§ DIRECTIONS
Please return each line of the records below that contains the word "black". Case counts.

§ GIVEN RECORDS

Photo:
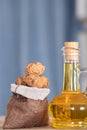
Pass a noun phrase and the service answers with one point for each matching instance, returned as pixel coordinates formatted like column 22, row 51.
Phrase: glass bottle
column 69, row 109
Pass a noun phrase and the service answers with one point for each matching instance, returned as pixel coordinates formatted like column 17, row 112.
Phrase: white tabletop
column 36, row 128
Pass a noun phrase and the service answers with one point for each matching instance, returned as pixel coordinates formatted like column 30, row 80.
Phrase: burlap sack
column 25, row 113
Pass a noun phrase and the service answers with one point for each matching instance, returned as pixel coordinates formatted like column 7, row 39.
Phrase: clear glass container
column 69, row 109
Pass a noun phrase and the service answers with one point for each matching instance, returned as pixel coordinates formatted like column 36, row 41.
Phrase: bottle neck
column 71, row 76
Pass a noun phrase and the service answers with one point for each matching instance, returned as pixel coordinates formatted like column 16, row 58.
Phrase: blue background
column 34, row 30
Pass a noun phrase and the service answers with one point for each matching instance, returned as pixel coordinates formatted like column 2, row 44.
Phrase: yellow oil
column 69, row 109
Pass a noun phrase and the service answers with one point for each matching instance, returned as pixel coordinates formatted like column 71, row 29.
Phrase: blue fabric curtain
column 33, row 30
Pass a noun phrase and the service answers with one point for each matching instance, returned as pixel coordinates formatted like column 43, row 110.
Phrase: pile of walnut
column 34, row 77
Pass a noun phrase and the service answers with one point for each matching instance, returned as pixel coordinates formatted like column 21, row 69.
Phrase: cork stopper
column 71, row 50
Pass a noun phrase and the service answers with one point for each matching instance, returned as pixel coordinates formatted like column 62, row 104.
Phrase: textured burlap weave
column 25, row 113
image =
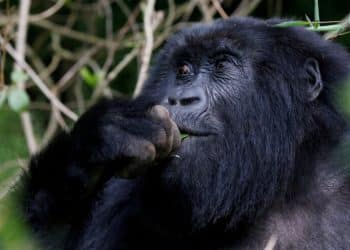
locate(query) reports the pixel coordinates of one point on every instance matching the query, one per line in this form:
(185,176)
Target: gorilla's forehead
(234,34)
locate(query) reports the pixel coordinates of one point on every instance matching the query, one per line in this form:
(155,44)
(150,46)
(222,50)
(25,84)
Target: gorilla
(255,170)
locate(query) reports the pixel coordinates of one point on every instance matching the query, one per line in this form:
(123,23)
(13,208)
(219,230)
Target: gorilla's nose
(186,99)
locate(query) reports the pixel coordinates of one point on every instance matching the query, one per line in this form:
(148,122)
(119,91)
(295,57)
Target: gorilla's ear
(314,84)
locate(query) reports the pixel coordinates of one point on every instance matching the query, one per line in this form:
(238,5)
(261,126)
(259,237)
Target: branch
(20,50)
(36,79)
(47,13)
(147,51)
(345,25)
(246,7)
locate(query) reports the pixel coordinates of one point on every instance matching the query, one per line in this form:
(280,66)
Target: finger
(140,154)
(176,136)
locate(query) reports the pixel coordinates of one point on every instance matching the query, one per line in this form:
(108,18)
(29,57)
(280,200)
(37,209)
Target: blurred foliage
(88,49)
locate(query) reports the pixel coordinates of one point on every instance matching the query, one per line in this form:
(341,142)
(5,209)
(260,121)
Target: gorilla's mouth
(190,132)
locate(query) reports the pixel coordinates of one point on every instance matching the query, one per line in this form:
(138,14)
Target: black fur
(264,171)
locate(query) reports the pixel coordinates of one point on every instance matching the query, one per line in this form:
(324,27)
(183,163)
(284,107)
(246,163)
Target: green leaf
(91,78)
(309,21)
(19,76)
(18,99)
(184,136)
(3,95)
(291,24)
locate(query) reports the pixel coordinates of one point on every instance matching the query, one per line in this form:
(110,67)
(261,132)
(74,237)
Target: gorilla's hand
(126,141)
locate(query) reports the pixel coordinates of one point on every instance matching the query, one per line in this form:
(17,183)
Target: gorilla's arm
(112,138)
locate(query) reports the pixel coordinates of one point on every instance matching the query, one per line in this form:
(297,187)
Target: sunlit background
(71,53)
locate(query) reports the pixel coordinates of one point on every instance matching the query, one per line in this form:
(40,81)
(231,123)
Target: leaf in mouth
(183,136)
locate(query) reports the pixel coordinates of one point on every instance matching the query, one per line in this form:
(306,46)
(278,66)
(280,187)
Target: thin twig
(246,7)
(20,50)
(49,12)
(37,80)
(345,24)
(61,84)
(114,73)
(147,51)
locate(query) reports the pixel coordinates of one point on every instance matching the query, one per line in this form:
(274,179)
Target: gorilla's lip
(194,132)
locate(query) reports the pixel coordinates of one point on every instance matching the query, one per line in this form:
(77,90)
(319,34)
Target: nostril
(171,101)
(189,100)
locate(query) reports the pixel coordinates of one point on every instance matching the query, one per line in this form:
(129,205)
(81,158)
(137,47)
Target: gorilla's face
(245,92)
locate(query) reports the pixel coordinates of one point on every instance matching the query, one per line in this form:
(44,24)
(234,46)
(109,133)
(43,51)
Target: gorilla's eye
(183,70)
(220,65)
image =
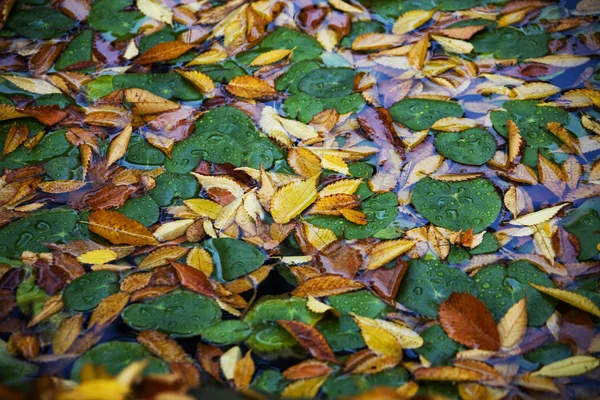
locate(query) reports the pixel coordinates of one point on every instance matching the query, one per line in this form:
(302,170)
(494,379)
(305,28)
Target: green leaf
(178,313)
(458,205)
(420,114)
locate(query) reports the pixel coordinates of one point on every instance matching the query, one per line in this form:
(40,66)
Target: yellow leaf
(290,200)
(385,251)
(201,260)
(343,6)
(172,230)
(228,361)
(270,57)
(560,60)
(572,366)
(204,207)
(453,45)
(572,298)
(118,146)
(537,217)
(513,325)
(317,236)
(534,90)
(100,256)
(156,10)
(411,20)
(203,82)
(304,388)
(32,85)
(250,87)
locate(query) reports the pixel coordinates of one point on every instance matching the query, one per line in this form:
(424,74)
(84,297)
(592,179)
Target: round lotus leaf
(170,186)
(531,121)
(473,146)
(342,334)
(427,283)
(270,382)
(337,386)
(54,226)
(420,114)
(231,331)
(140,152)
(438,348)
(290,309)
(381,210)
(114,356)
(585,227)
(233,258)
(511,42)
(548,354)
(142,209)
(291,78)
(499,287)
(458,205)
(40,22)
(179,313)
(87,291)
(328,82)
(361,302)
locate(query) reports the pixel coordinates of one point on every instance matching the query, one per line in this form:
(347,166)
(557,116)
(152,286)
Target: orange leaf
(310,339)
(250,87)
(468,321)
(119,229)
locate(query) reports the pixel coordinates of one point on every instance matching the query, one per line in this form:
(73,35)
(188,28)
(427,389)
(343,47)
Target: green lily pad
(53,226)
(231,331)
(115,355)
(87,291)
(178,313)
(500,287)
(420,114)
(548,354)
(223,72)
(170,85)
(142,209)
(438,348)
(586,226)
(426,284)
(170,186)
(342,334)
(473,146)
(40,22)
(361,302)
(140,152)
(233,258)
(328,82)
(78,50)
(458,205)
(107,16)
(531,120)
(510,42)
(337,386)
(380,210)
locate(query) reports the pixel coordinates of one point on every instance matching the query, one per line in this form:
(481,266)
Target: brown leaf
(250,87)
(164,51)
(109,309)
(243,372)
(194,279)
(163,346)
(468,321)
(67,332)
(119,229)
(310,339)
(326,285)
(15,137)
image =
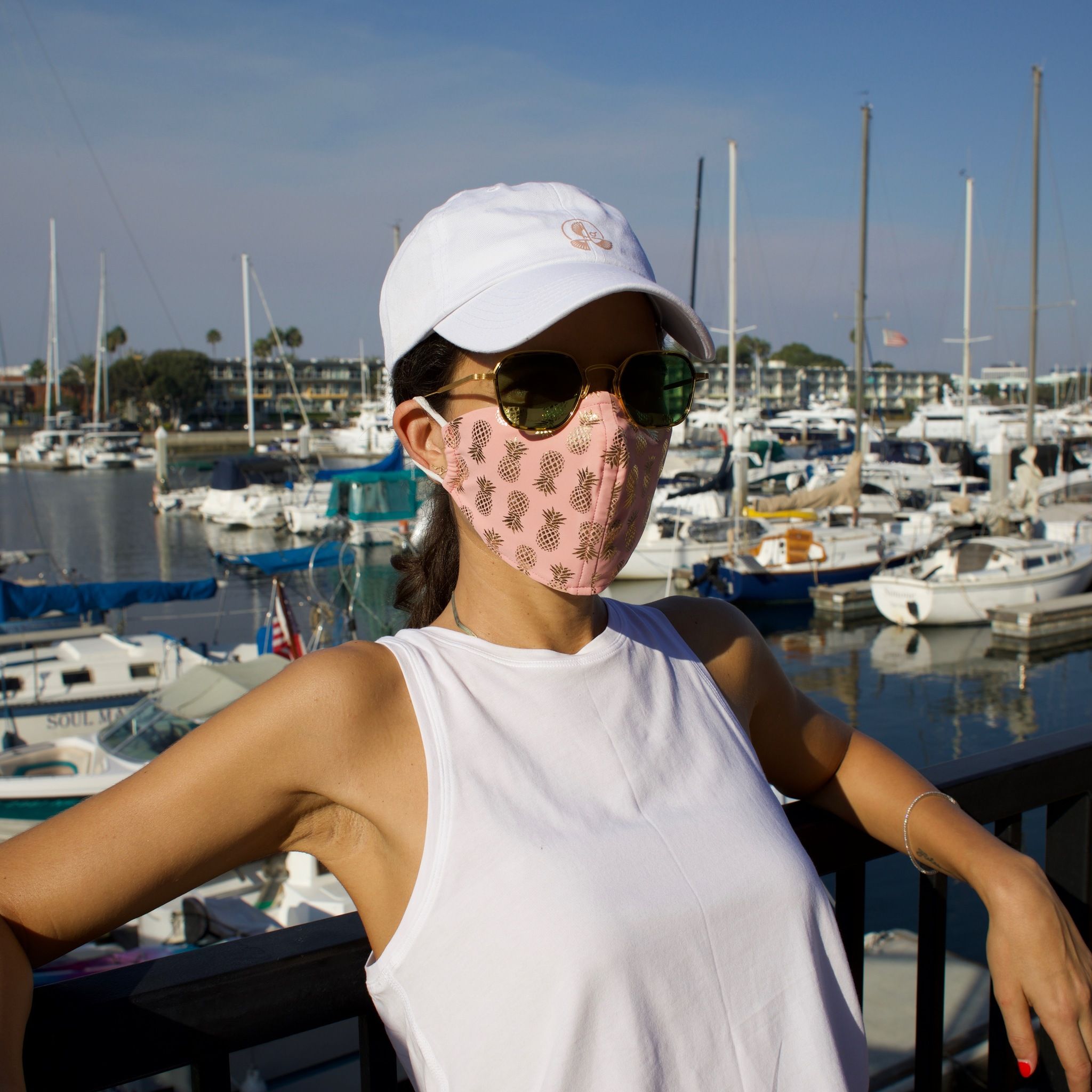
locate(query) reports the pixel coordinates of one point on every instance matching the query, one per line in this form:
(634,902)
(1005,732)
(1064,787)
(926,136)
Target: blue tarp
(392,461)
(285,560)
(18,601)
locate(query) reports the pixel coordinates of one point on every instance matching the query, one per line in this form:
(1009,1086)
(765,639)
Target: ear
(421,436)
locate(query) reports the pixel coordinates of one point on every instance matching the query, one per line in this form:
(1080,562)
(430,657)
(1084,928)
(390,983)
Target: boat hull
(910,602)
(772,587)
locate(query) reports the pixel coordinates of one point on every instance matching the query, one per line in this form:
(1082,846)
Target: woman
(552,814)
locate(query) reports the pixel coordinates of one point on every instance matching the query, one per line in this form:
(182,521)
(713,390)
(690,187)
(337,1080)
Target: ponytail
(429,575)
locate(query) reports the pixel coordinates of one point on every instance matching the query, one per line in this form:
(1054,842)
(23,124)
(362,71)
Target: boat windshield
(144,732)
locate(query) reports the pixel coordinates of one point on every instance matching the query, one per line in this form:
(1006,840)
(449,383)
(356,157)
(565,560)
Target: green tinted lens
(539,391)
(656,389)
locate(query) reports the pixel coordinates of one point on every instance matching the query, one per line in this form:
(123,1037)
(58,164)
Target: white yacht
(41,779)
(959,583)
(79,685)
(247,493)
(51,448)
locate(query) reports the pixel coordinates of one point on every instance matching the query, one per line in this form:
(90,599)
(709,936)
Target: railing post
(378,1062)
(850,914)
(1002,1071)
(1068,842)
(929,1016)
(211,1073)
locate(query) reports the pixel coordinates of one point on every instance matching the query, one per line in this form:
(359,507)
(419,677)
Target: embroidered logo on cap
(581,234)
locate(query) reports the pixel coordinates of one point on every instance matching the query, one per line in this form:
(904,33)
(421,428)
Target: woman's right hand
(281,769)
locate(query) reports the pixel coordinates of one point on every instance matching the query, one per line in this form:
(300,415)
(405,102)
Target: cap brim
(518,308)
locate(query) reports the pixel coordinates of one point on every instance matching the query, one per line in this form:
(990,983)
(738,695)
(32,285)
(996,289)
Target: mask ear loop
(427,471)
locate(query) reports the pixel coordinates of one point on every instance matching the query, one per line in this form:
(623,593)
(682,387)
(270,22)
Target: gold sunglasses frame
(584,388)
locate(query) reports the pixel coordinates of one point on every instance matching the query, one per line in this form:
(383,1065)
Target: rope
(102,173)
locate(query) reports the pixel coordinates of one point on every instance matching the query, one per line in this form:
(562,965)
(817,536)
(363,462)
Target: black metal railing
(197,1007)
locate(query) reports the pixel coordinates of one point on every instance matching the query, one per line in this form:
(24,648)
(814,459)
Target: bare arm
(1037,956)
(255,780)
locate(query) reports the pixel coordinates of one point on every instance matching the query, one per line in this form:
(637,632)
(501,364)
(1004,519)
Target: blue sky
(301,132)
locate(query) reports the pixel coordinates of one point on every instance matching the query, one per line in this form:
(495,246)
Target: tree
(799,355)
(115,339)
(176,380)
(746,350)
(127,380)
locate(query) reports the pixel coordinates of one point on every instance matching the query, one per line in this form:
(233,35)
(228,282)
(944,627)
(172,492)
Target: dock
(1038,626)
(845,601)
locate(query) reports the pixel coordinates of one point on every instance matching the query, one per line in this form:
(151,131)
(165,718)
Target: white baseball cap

§ SOLVED PROBLEM
Target: black fur
Target: black metal railing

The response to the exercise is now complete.